→ **Complete the following**
(1) From the extern types discussion, set down the passage from "fn do_something(x: &ExternType)" up to and including "least dangerous semantics.".
(2) Answer these questions using the extern types discussion:
(a) According to RalfJung, what is stabilization blocked on?
(b) Which two functions does jmillikin say currently accept references to external types but crash?
(c) When evaluating the correctness of other people's code, what does RalfJung say is usually considered?
(3) In the extern types discussion, why does jmillikin propose preventing external types from being used as references?

→ **Selected extract**
-----

That's impossible in the design proposed by @Skepfyr as that struct is private to the module.

mod hide_the_internals {
  struct ExternType;
  pub struct OwnedExternType(*mut ExternType);
  pub struct ExternTypeRefMut<'a>(*mut ExternType, PhantomData<&'a mut ExternType>);
  pub struct ExternTypeRef<'a>(*const ExternType, PhantomData<&'a ExternType>);

  fn do_something(x: &ExternType) { ... }
}

I know it's not the most critical failure mode, but considering that solving that specific drawback is the motivation for the RFC that this tracking issue exists for, I think it's worth at least keeping in mind.

@RalfJung
Copy link
Member

RalfJung commented Apr 24, 2024

why does size_of_val() cause a runtime panic

Because that's the most correct least dangerous semantics.

I was only talking about the runtime semantics. The type system clearly needs work. I never claimed the feature is ready.

We were talking about the question of alignment requirements of references, why are you now deflecting by talking about size_of_val? Your claim, as I understood it, was specifically that there's a problem defining the validity invariant for references (which typically involves alignment) as we don't know the alignment of these types. Two people now told you that this is in fact not a problem as we can just make the validity invariant not require any particular alignment for extern types.

why is stabilization blocked on incorrect handling of Box<T>?

I don't know what you are referring to here. Stabilization is blocked on the issue that the Rust type system does not understand the concept of a type that does not have a dynamically computable size.

mod hide_the_internals {

If you change other people's working code then it may not work any more. Not sure which point you are trying to make here. Usually when we evaluate the correctness of other people's code we only consider what can be done by calling that code as-if it was in another crate; we can't just access private fields or private types. It's trivial to break basically everything if you allow yourself to access private fields and private types.

But if we have e.g. a macro that generates the mod hide_the_internals then it won't be possible to do that.

@jmillikin
Copy link
Contributor

We were talking about the question of alignment requirements of references, why are you now deflecting by talking about size_of_val?

My point is that size_of_val() (and align_of_val()) currently accept references to external types, but crash because those operations do not make sense for external types. When C code returns an opaque pointer, that pointer cannot be assumed to meet the requirements of Rust references that existing APIs depend on, so creating a reference to such a type should be considered undefined behavior.

A practical way to solve that problem is to prevent external types from being used as references, because if the only thing they're good for is their bit pattern then they're not actually references in the Rust sense.

why is stabilization blocked on incorrect handling of Box?

I don't know what you are referring to here. Stabilization is blocked on the issue that the Rust type system does not understand the concept of a type that does not have a dynamically computable size.

-----

(Point annotations for photos)
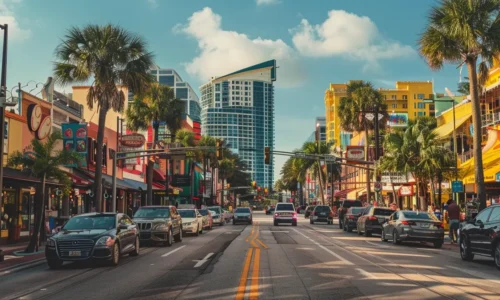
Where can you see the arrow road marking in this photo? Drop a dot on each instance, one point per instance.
(202, 261)
(173, 251)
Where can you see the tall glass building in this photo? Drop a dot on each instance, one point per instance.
(239, 108)
(182, 90)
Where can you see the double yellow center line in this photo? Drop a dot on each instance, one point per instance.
(253, 252)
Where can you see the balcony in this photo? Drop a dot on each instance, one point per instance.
(490, 119)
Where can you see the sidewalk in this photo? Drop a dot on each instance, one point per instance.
(14, 259)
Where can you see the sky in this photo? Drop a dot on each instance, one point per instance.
(315, 43)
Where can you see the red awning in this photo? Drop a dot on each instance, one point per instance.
(343, 193)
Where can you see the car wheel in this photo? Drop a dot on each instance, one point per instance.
(54, 264)
(169, 241)
(136, 250)
(395, 240)
(465, 252)
(438, 244)
(497, 255)
(115, 254)
(382, 236)
(178, 237)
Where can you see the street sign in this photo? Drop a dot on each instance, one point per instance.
(457, 187)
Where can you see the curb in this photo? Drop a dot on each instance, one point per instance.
(22, 266)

-----

→ **Task-by-task solutions**
(1)
fn do_something(x: &ExternType) { ... }
}

I know it's not the most critical failure mode, but considering that solving that specific drawback is the motivation for the RFC that this tracking issue exists for, I think it's worth at least keeping in mind.

@RalfJung
Copy link
Member

RalfJung commented Apr 24, 2024

why does size_of_val() cause a runtime panic

Because that's the most correct least dangerous semantics.

(2)
(a) The Rust type system does not understand the concept of a type that does not have a dynamically computable size.
(b) size_of_val() and align_of_val().
(c) Only what can be done by calling that code as if it were in another crate, without accessing private fields or private types.

(3) jmillikin argues that if the only thing external types are good for is their bit pattern, they are not actually references in the Rust sense. An opaque pointer returned by C code cannot be assumed to meet the requirements of Rust references that existing APIs depend on.